REQUIRED WORK
From the first record below to the last, retype each one exactly.

THE RECORDS

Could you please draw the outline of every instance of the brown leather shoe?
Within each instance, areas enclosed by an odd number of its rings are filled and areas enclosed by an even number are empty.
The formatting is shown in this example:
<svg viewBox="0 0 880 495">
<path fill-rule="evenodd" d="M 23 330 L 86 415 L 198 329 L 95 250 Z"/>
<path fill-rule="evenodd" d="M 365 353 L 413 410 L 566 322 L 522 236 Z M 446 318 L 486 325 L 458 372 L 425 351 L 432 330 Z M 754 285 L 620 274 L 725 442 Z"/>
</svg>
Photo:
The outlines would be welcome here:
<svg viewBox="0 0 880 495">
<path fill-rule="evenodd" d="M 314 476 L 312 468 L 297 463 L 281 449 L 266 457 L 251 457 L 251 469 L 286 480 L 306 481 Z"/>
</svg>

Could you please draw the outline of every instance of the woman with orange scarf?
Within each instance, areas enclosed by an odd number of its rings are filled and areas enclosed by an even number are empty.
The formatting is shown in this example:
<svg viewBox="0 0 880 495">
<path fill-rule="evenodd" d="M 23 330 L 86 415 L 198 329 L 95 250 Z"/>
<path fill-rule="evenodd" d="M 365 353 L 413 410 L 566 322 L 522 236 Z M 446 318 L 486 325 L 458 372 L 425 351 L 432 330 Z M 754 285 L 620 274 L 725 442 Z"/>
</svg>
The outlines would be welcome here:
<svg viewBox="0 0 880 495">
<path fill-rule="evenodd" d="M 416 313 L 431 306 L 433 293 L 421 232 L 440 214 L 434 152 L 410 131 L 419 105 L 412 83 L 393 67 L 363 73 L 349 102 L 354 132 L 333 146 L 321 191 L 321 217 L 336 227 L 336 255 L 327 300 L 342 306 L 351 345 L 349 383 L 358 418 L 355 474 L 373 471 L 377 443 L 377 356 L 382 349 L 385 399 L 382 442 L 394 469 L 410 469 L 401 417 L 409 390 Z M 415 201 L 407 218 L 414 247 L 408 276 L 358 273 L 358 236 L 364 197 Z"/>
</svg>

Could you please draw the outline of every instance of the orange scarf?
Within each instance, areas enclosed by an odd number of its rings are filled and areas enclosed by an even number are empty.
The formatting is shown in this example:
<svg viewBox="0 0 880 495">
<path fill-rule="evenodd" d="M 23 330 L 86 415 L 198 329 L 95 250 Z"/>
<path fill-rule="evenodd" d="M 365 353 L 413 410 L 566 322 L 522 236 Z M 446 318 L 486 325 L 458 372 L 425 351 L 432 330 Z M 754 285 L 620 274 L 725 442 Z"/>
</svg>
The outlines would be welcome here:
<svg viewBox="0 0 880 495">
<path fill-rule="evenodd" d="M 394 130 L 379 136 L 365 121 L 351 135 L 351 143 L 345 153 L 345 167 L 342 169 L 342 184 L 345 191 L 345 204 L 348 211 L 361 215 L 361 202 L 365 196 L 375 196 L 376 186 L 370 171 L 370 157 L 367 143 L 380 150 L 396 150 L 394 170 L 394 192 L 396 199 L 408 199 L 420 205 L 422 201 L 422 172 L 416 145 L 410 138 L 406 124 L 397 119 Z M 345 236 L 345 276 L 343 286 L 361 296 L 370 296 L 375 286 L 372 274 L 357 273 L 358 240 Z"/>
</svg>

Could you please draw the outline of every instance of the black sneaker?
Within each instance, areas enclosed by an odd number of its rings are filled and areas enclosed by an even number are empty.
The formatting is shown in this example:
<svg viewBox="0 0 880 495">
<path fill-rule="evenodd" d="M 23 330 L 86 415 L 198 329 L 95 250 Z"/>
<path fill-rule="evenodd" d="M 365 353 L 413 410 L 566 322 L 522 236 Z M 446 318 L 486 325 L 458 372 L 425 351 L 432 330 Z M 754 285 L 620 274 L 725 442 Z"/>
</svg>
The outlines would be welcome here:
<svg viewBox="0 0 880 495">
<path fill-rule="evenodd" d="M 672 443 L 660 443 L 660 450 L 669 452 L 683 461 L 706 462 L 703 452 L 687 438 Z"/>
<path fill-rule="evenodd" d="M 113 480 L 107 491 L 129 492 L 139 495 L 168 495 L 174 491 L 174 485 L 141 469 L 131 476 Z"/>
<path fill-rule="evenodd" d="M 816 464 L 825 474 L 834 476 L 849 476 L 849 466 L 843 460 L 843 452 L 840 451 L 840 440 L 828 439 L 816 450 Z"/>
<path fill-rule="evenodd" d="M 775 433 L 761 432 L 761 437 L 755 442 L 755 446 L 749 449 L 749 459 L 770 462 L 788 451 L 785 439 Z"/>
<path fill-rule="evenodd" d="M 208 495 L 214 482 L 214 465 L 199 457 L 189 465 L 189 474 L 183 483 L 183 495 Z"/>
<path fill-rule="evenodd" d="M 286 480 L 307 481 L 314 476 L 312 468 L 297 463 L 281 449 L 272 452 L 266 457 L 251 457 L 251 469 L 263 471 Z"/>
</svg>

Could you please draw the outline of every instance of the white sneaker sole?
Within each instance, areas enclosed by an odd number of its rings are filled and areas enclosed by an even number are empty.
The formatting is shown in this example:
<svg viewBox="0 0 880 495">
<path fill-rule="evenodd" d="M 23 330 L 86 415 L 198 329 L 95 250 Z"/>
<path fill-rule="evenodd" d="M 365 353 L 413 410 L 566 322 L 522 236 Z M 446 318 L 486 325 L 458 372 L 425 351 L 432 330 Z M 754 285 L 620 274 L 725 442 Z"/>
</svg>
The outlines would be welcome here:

SOLUTION FOR THIS TASK
Could you please draw the outline of every instance of the brown leather shoe?
Within each instance, areas enclosed by an odd number of its rings are filled and areas enclosed by an even number are empty.
The formatting is shown in this example:
<svg viewBox="0 0 880 495">
<path fill-rule="evenodd" d="M 23 330 L 86 415 L 198 329 L 95 250 Z"/>
<path fill-rule="evenodd" d="M 365 353 L 413 410 L 566 322 L 522 236 Z M 446 318 L 486 325 L 458 372 L 425 351 L 432 330 Z M 754 285 L 620 274 L 725 442 Z"/>
</svg>
Photo:
The outlines would be welcome here:
<svg viewBox="0 0 880 495">
<path fill-rule="evenodd" d="M 314 476 L 312 468 L 297 463 L 281 449 L 266 457 L 251 457 L 251 469 L 286 480 L 306 481 Z"/>
</svg>

Could you please draw the outline of every instance of the woman with orange scarf?
Within each instance, areas enclosed by an odd number of its rings are filled and areas enclosed by an even number are empty.
The formatting is shown in this example:
<svg viewBox="0 0 880 495">
<path fill-rule="evenodd" d="M 23 330 L 86 415 L 198 329 L 95 250 Z"/>
<path fill-rule="evenodd" d="M 365 353 L 413 410 L 566 322 L 522 236 Z M 446 318 L 486 325 L 458 372 L 425 351 L 432 330 Z M 754 285 L 620 274 L 725 442 Z"/>
</svg>
The outlines would be welcome here:
<svg viewBox="0 0 880 495">
<path fill-rule="evenodd" d="M 416 313 L 431 306 L 433 293 L 421 232 L 440 214 L 434 152 L 410 131 L 419 105 L 412 83 L 393 67 L 363 73 L 349 102 L 354 132 L 333 146 L 321 191 L 321 217 L 336 227 L 336 255 L 327 300 L 342 306 L 351 345 L 349 383 L 358 418 L 355 474 L 373 471 L 377 443 L 377 356 L 382 349 L 385 399 L 382 442 L 394 469 L 410 469 L 401 417 L 409 390 Z M 415 201 L 407 218 L 414 247 L 408 276 L 358 273 L 358 236 L 364 197 Z"/>
</svg>

Could you please draw the outline of every instance of the orange scarf?
Within each instance, areas enclosed by an odd number of its rings are filled and areas enclosed by an even number are empty.
The formatting is shown in this example:
<svg viewBox="0 0 880 495">
<path fill-rule="evenodd" d="M 23 330 L 86 415 L 198 329 L 95 250 Z"/>
<path fill-rule="evenodd" d="M 365 353 L 413 410 L 566 322 L 522 236 Z M 446 318 L 486 325 L 458 372 L 425 351 L 432 330 Z M 754 285 L 620 274 L 725 442 Z"/>
</svg>
The outlines would be welcome here:
<svg viewBox="0 0 880 495">
<path fill-rule="evenodd" d="M 394 130 L 379 136 L 365 121 L 351 135 L 351 143 L 345 153 L 345 167 L 342 169 L 342 184 L 345 191 L 345 204 L 348 211 L 361 215 L 361 202 L 365 196 L 375 196 L 376 186 L 370 171 L 370 157 L 367 143 L 380 150 L 396 150 L 394 170 L 394 192 L 396 199 L 408 199 L 420 205 L 422 201 L 422 172 L 416 145 L 410 138 L 406 124 L 397 119 Z M 345 236 L 345 276 L 343 286 L 361 296 L 370 296 L 375 286 L 372 274 L 357 273 L 358 240 Z"/>
</svg>

Could you please draw the outline of every instance of the black sneaker?
Within each instance, areas enclosed by an odd number of its rings are filled and areas enclosed by an even number are empty.
The formatting is shown in this example:
<svg viewBox="0 0 880 495">
<path fill-rule="evenodd" d="M 23 330 L 86 415 L 198 329 L 95 250 Z"/>
<path fill-rule="evenodd" d="M 365 353 L 413 410 L 566 322 L 522 236 Z M 446 318 L 486 325 L 458 372 L 425 351 L 432 330 Z M 754 285 L 620 274 L 725 442 Z"/>
</svg>
The outlines would be welcome here:
<svg viewBox="0 0 880 495">
<path fill-rule="evenodd" d="M 672 443 L 660 443 L 660 450 L 669 452 L 683 461 L 706 462 L 703 452 L 687 438 Z"/>
<path fill-rule="evenodd" d="M 113 480 L 107 491 L 129 492 L 139 495 L 168 495 L 174 491 L 174 485 L 141 469 L 131 476 Z"/>
<path fill-rule="evenodd" d="M 816 464 L 825 474 L 834 476 L 849 476 L 849 466 L 843 460 L 843 452 L 840 451 L 840 440 L 828 439 L 816 450 Z"/>
<path fill-rule="evenodd" d="M 775 433 L 761 432 L 761 437 L 755 442 L 755 446 L 749 449 L 749 459 L 770 462 L 788 451 L 785 439 Z"/>
<path fill-rule="evenodd" d="M 208 495 L 214 482 L 214 465 L 199 457 L 189 465 L 189 474 L 183 483 L 183 495 Z"/>
<path fill-rule="evenodd" d="M 286 480 L 307 481 L 314 476 L 312 468 L 297 463 L 281 449 L 272 452 L 266 457 L 251 457 L 251 469 L 263 471 Z"/>
</svg>

Could you please draw the outline of every instance of the white sneaker sole?
Within each instance, areas enclosed by an odd number of its rings are filled and areas enclosed by an even number are empty.
The formatting is shown in this example:
<svg viewBox="0 0 880 495">
<path fill-rule="evenodd" d="M 23 330 L 86 415 L 198 329 L 95 250 Z"/>
<path fill-rule="evenodd" d="M 365 353 L 413 410 L 566 322 L 522 236 Z M 446 318 L 486 325 L 458 372 L 425 351 L 432 330 Z M 754 285 L 620 274 L 725 442 Z"/>
</svg>
The outlines would be welcome here:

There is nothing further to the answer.